* What is asked *
Every entry must be repeated exactly. Exclude all pictures.

--- Listing ---

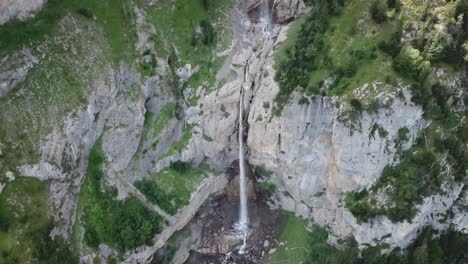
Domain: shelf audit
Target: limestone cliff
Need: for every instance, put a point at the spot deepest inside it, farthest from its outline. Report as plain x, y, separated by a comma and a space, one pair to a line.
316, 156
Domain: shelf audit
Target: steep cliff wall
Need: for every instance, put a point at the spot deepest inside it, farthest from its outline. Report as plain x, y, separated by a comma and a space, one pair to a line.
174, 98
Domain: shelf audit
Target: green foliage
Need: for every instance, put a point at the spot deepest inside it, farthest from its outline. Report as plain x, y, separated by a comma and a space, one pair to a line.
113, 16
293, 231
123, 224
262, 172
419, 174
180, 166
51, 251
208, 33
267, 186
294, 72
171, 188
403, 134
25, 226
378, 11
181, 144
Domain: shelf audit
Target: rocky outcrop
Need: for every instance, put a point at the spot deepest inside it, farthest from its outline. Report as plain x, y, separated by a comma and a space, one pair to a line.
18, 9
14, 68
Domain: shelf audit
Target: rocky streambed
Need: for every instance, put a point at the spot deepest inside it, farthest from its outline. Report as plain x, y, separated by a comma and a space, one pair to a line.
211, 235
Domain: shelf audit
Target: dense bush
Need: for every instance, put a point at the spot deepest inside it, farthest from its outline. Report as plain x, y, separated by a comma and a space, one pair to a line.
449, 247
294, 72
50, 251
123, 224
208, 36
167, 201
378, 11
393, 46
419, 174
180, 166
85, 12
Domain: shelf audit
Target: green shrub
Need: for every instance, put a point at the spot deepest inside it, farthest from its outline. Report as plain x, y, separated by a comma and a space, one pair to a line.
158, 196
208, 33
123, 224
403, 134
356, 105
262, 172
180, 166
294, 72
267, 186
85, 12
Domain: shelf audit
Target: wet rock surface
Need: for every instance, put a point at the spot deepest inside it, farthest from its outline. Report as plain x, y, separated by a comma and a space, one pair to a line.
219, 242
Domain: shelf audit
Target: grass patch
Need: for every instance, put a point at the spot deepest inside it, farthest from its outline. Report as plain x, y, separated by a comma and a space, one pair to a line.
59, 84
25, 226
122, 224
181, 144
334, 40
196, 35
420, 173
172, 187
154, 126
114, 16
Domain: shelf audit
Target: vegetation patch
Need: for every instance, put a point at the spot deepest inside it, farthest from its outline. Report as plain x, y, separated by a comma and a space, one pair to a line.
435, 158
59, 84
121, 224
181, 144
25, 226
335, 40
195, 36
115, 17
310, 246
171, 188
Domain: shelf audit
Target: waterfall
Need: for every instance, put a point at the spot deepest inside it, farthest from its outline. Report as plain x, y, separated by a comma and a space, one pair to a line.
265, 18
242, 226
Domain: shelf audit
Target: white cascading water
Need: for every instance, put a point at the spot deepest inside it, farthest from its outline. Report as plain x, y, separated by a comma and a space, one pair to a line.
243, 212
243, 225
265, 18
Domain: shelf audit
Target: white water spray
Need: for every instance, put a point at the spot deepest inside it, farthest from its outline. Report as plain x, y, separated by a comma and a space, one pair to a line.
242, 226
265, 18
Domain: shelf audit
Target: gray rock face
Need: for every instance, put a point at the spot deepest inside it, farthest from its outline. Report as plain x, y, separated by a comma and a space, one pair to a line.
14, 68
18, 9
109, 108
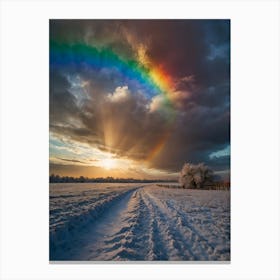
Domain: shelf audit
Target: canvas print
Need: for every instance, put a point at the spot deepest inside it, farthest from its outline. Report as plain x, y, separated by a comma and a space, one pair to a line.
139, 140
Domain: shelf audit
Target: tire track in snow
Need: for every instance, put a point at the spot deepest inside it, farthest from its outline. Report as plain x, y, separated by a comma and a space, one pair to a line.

---

* Full output *
Domain: shelf audit
Target: limestone cliff
Need: for every instance, put a point at the spot deepest inside it, farthest from its outline. Report as plain x, y, separated by a comma and a space, one pair to a line.
316, 156
Domain: shelf audit
Target: steep cliff wall
Need: for every instance, put a point at the spot deepest inside it, farthest from its outline. Report as plain x, y, separated by a comma and a space, one pair to a line.
174, 98
Domain: shelf audit
Target: green foliage
Need: for every instance, put a point at the spot deepest inside it, farthest from its outline. Report as plain x, y, separated by a comma and a space, one pair to a line.
113, 16
293, 231
123, 224
262, 172
419, 174
180, 166
51, 251
208, 33
267, 186
294, 72
171, 188
403, 134
25, 226
378, 11
181, 144
Domain: shelf audit
Target: rocky outcrop
Need: for every instance, put a point at the spot deepest inside it, farthest from its outline. Report as plain x, y, separated by a comma and a space, one pair to a line.
18, 9
14, 68
Domain: shelf audit
Target: rocky streambed
Need: for every instance, put a point at the spot deepest inside it, farthest from its outline. Report as plain x, y, separated by a comma and a space, one pair to a line.
211, 235
Domain: shelf audit
Target: dense bush
Need: for every instance, put a point at the spot deepest inside it, farthest from its outline. Report as plain x, y, separated by a comma and a space, one pair to a line.
449, 247
294, 72
50, 251
123, 224
208, 36
167, 201
378, 11
393, 46
419, 174
180, 166
85, 12
Domain: shelf audit
Target: green shrub
Need: for every instance, put a point at the spot deepest inside it, farthest from its outline. Report as plain x, y, separated by a comma and a space, one pair to a line.
158, 196
208, 33
123, 224
403, 134
356, 105
262, 172
180, 166
294, 72
267, 186
85, 12
Domain: shelf audit
Target: wet rock surface
Need: for every instance, put a point at the spot deepest inside it, farthest from its outline. Report as plain x, y, separated by a comma and a space, one pair to a line.
219, 242
Domain: shelf audit
Target: grass patch
Need: for every instance, put a point at the spot deepest inside it, farthest from its outline. Report as plain x, y, separated by a comma and a space, one pair to a line.
59, 84
25, 226
122, 224
181, 144
334, 40
196, 35
420, 173
172, 187
154, 126
114, 16
Domain: shelf audit
Target: vegetation patch
Need: for every instance, put a point at the spot deepest inside it, farthest from its outline. Report as plain x, y, separated by a comma and a space, one pair to a line.
435, 158
59, 84
121, 224
181, 144
25, 226
335, 40
195, 36
115, 17
310, 246
171, 188
Domain: shelf audit
Target: waterfall
Need: for every instance, put a point at the spot deepest inside it, farthest from its outline. Report as plain x, y, separated by a comma and a space, one pair to a line.
265, 18
242, 226
Domain: shelf audit
Target: white cascading water
Need: for every instance, put a point at the spot deepest inside it, farthest from its outline. Report as plain x, y, separated by a comma and a space, one pair to a line.
243, 212
243, 225
265, 18
Domain: shelf audit
Target: white water spray
Need: for every instance, put a point at the spot deepest inside it, farthest from its outline. Report as plain x, y, separated by a comma and a space, one pair to a line.
242, 226
265, 18
Domain: shelf audit
Target: gray rock face
Need: for every instance, put a point at the spot deepest inside it, farthest from its outline. Report as plain x, y, separated by a comma and a space, one pair to a line.
14, 68
18, 9
109, 108
Domain: shelf audit
Target: canvas print
Need: for every instance, put a point at the spot deepest inside it, farthest from its outline. Report as plain x, y, separated by a comma and a space, one pair to a line.
139, 140
Domain: shelf audit
Target: tire track in snow
Need: for every instance, put a point at the spot deepest inside it, farthest from its outline. Report as plain x, y, separated by a comma and a space, one pair to a line.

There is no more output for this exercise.